Collected data:

-------

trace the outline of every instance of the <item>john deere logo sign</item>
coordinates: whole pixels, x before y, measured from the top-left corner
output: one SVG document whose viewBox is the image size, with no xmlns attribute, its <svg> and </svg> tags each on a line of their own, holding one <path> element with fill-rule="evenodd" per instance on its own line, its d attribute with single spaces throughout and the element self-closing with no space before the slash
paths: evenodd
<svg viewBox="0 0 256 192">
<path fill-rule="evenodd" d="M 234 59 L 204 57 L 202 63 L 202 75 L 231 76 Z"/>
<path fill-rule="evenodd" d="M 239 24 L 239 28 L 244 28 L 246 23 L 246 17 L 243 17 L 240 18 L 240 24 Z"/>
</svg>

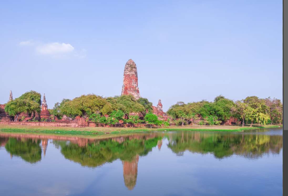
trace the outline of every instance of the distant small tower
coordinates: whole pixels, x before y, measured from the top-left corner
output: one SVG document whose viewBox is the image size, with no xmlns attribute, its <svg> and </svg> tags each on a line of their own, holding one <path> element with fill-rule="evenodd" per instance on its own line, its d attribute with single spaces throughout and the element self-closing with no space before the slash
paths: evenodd
<svg viewBox="0 0 288 196">
<path fill-rule="evenodd" d="M 163 109 L 162 109 L 163 106 L 162 103 L 161 103 L 161 99 L 159 99 L 158 104 L 157 104 L 157 110 L 158 112 L 163 112 Z"/>
<path fill-rule="evenodd" d="M 42 111 L 46 111 L 48 110 L 48 106 L 46 103 L 46 99 L 45 98 L 45 93 L 43 96 L 43 101 L 42 102 Z"/>
<path fill-rule="evenodd" d="M 13 100 L 13 96 L 12 96 L 12 91 L 10 91 L 10 95 L 9 96 L 9 101 Z"/>
<path fill-rule="evenodd" d="M 45 97 L 45 94 L 43 96 L 43 101 L 42 101 L 42 109 L 40 113 L 40 119 L 44 118 L 46 119 L 50 119 L 50 113 L 48 110 L 48 106 L 46 103 L 46 99 Z"/>
</svg>

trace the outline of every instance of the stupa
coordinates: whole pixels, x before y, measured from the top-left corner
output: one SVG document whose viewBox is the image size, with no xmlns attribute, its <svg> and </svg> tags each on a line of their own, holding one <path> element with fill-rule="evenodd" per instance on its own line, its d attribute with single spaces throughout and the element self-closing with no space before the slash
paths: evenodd
<svg viewBox="0 0 288 196">
<path fill-rule="evenodd" d="M 129 59 L 125 65 L 121 95 L 132 95 L 136 99 L 140 98 L 137 68 L 132 59 Z"/>
</svg>

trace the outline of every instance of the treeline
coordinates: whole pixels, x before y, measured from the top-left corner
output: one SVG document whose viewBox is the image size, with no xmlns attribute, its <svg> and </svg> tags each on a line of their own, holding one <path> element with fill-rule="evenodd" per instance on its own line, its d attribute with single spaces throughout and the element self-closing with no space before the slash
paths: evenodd
<svg viewBox="0 0 288 196">
<path fill-rule="evenodd" d="M 234 102 L 220 95 L 211 102 L 178 102 L 167 113 L 177 125 L 218 125 L 234 117 L 242 121 L 243 126 L 245 123 L 252 126 L 253 123 L 282 124 L 283 107 L 280 100 L 270 97 L 252 96 Z"/>
<path fill-rule="evenodd" d="M 152 103 L 146 98 L 136 100 L 132 95 L 103 98 L 94 94 L 82 95 L 72 100 L 64 99 L 56 103 L 51 114 L 61 119 L 64 115 L 71 118 L 88 118 L 96 124 L 116 126 L 120 122 L 134 125 L 146 122 L 150 125 L 168 125 L 152 113 Z M 134 114 L 131 115 L 131 114 Z"/>
<path fill-rule="evenodd" d="M 16 121 L 20 114 L 23 112 L 35 117 L 37 113 L 40 113 L 41 104 L 41 95 L 31 91 L 6 103 L 5 111 L 15 117 L 14 120 Z M 211 102 L 205 100 L 187 104 L 178 102 L 168 109 L 167 113 L 169 118 L 165 121 L 159 120 L 153 114 L 152 103 L 147 98 L 136 100 L 130 95 L 105 98 L 89 94 L 72 100 L 63 99 L 49 110 L 52 117 L 58 119 L 64 115 L 72 118 L 79 116 L 96 124 L 115 125 L 120 122 L 132 126 L 146 122 L 151 127 L 153 124 L 218 125 L 233 117 L 241 122 L 243 126 L 245 123 L 252 126 L 256 123 L 282 124 L 283 107 L 279 99 L 270 97 L 263 99 L 252 96 L 234 101 L 220 95 Z M 42 120 L 53 121 L 54 119 L 52 118 Z"/>
</svg>

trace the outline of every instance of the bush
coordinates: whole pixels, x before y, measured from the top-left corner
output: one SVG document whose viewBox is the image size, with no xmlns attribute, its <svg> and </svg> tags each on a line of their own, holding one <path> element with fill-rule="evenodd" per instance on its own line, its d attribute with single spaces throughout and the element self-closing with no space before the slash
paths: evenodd
<svg viewBox="0 0 288 196">
<path fill-rule="evenodd" d="M 206 123 L 205 122 L 204 120 L 200 120 L 199 121 L 199 125 L 204 125 L 205 124 L 206 124 Z"/>
</svg>

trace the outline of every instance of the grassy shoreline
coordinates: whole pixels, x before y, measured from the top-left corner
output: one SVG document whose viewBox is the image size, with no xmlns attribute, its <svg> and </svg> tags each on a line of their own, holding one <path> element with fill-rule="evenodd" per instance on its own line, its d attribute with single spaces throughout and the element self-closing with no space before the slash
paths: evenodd
<svg viewBox="0 0 288 196">
<path fill-rule="evenodd" d="M 105 134 L 112 134 L 137 133 L 141 132 L 163 131 L 196 131 L 240 132 L 245 130 L 265 128 L 281 127 L 281 125 L 269 125 L 266 126 L 249 126 L 244 127 L 238 126 L 198 126 L 188 125 L 171 126 L 164 128 L 117 128 L 117 127 L 84 127 L 74 128 L 59 127 L 0 125 L 0 132 L 31 133 L 56 134 L 69 134 L 85 135 L 99 135 Z"/>
</svg>

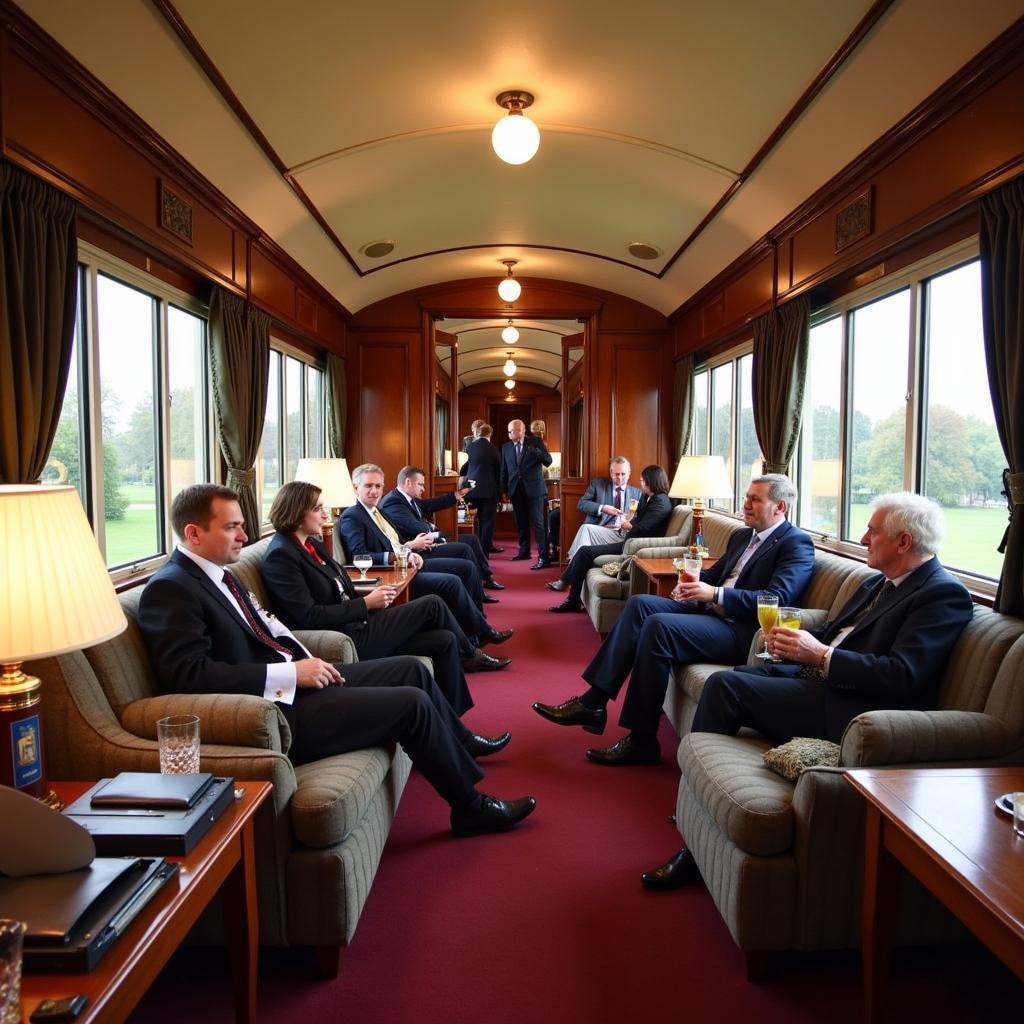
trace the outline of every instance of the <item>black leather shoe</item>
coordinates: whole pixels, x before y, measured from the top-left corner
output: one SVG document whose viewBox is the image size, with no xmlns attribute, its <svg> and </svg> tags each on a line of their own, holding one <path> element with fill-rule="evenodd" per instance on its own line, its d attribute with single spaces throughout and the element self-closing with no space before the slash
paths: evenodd
<svg viewBox="0 0 1024 1024">
<path fill-rule="evenodd" d="M 466 753 L 471 758 L 485 758 L 488 754 L 497 754 L 504 751 L 512 738 L 511 732 L 503 732 L 500 736 L 478 736 L 475 732 L 470 733 L 469 738 L 463 743 Z"/>
<path fill-rule="evenodd" d="M 462 663 L 463 672 L 497 672 L 512 664 L 511 657 L 492 657 L 479 647 L 473 651 L 473 656 Z"/>
<path fill-rule="evenodd" d="M 644 871 L 640 881 L 648 889 L 679 889 L 700 878 L 693 854 L 684 846 L 668 863 L 655 867 L 652 871 Z"/>
<path fill-rule="evenodd" d="M 515 633 L 515 630 L 511 628 L 507 630 L 492 630 L 486 636 L 480 637 L 479 646 L 482 647 L 488 643 L 505 643 L 513 633 Z"/>
<path fill-rule="evenodd" d="M 623 736 L 610 746 L 592 748 L 587 752 L 587 760 L 611 768 L 627 765 L 656 765 L 662 760 L 662 749 L 655 739 L 652 744 L 640 745 L 632 736 Z"/>
<path fill-rule="evenodd" d="M 534 711 L 555 725 L 582 725 L 584 732 L 593 732 L 595 736 L 604 732 L 608 721 L 606 709 L 588 708 L 579 697 L 569 697 L 560 705 L 543 705 L 538 700 Z"/>
<path fill-rule="evenodd" d="M 483 806 L 478 811 L 452 809 L 452 831 L 464 838 L 505 831 L 532 814 L 535 807 L 537 801 L 532 797 L 520 797 L 518 800 L 484 797 Z"/>
</svg>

-------

Task objective: Copy the rows from the line containing "trace the outline of every instance of the treeline" through the line containing "234 102 L 220", swapping "top-left corner" for "upper-left corner" and keeping everything else the same.

Solution to this task:
trace the outline of every instance of the treeline
coordinates: whole pixels, x before y, measured from the upper-left corner
output: one SVG document whose viewBox is the image size, with no xmlns attribute, its <svg> and </svg> tags each on a line of their own, holding one <path> element with fill-rule="evenodd" per instance on its own line, its d attribute with single spaces throughout and the element self-closing with no space before the slash
paths: evenodd
<svg viewBox="0 0 288 196">
<path fill-rule="evenodd" d="M 234 102 L 220 95 L 211 102 L 178 102 L 167 113 L 177 125 L 218 125 L 234 117 L 242 121 L 243 126 L 245 123 L 252 126 L 253 123 L 282 124 L 283 107 L 280 100 L 270 97 L 252 96 Z"/>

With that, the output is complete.